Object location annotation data

※

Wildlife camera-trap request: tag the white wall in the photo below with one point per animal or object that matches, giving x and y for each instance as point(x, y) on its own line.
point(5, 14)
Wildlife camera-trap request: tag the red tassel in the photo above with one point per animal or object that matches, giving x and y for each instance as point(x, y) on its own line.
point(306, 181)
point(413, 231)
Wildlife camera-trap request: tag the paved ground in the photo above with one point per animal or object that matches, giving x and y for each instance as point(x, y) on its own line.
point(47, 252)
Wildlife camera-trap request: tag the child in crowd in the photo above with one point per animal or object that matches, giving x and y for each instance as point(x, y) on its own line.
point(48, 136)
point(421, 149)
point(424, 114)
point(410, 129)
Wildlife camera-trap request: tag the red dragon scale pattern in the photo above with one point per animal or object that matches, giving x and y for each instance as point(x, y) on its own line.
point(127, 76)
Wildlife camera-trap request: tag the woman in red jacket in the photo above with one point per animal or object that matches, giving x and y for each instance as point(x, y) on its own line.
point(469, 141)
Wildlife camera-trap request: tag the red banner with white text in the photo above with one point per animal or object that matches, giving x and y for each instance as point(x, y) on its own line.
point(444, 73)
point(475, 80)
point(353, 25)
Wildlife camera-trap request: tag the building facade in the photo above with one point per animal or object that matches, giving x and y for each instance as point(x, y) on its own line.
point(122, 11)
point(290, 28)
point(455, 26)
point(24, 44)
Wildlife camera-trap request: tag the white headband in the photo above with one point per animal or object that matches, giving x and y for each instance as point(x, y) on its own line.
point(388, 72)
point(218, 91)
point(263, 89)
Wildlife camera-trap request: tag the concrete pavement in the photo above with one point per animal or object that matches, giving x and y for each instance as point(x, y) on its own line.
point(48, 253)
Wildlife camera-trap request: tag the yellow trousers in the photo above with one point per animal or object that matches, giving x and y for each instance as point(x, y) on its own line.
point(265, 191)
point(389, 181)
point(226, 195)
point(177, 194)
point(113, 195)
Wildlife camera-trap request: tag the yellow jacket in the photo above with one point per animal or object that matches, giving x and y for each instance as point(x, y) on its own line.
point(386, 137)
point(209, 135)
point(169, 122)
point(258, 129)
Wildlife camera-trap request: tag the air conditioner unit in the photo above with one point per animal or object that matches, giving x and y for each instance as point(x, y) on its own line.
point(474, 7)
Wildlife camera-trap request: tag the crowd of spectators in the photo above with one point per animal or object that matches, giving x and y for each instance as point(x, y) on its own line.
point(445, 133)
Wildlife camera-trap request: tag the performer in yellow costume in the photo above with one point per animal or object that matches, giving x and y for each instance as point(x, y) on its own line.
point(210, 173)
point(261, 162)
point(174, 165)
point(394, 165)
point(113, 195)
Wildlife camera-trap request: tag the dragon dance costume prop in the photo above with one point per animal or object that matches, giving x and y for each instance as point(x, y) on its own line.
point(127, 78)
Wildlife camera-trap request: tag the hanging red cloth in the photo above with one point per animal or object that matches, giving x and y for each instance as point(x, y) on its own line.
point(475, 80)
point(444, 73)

※

▶ _STATED PROBLEM_
Copy every line of the entries above word for word, including each point.

▶ _ANSWER BELOW_
Wildlife camera-trap request: tag the white wall in the photo below with one point per animal or object that matches, giving x and y for each instance as point(x, y) on its own line.
point(5, 14)
Wildlife camera-trap request: tag the red tassel in the photo above with one point per animal or object that matches, giving x and y for each instance as point(x, y) on its own line.
point(306, 181)
point(413, 231)
Wildlife camera-trap request: tag the paved ground in the photo above with one point per animal or object that matches, giving x and y for each instance as point(x, y) on its own line.
point(47, 252)
Wildlife camera-trap request: tag the child in crowd in the photo above with one point per animal or object that matches, giving x and y for each instance as point(x, y) on its own line.
point(48, 136)
point(421, 149)
point(424, 114)
point(410, 129)
Wildlife camera-trap request: tag the red dragon scale pattern in the photo above with one point per animal or object that matches, giving x and y for each instance as point(x, y) on its own line.
point(127, 76)
Wildlife camera-trap request: tag the woman in red jacket in the photo above with one point per animal or object that matches, giving x and y for each instance as point(x, y) on its own line.
point(469, 141)
Wildlife camera-trap request: tag the red banner with white text in the photo above with one point per animal or object that matches, giving x and y for each instance as point(x, y) on its own line.
point(444, 73)
point(475, 80)
point(353, 25)
Wildlife camera-trap request: tag the building facade in the photo above with one point per animal or object that matches, giving x and y for each instance as point(x, y) on its own line.
point(122, 11)
point(290, 28)
point(455, 26)
point(24, 44)
Wildlife camera-trap request: tag the white headband in the photo above with one point per animal or object that matches, giving x and y for each instance as point(x, y) on its own line.
point(388, 72)
point(218, 91)
point(263, 89)
Wildlife camera-trap request: tag the concrete pavement in the photo above with one point per animal or object that matches, giving x and y for each instance as point(x, y) on its own line.
point(48, 253)
Wildlife camera-trap request: tag the yellow trousers in the photo above with one point per animal or object that matches, giving x and y for each instance as point(x, y) on its own line.
point(265, 191)
point(389, 181)
point(226, 195)
point(177, 194)
point(113, 195)
Wildlife camera-trap request: tag the yellow jacket in the photo above with one point per animal or object that matches, giving x and y for each instance as point(x, y) on its own line.
point(386, 137)
point(209, 135)
point(169, 122)
point(258, 129)
Wildlife camera-trap request: tag the air conditioner unit in the photo above with one point per animal or object that matches, giving x and y for each instance as point(x, y) on its own line.
point(474, 7)
Wildlife camera-trap request: tag the crowd of spectators in the photo above with one point per animal or object that matches, giving x and y for each instance as point(x, y) on its own line.
point(445, 133)
Wildlife camera-trap request: tag the performer in yellow costume in the photo above with one point per animal or object that matches, giving x and y for each instance as point(x, y) on its own line.
point(210, 173)
point(261, 162)
point(174, 165)
point(394, 165)
point(113, 195)
Wildlife camera-trap request: tag the dragon dance costume prop in the photo above with one point per animal or object that matches, giving x and y for each instance as point(x, y) on its own line.
point(127, 78)
Wildlife camera-trap request: tag the hanging red cloth in the photo above with one point per animal or object that matches, giving x and y for each instance as point(x, y) on its own line.
point(475, 80)
point(444, 73)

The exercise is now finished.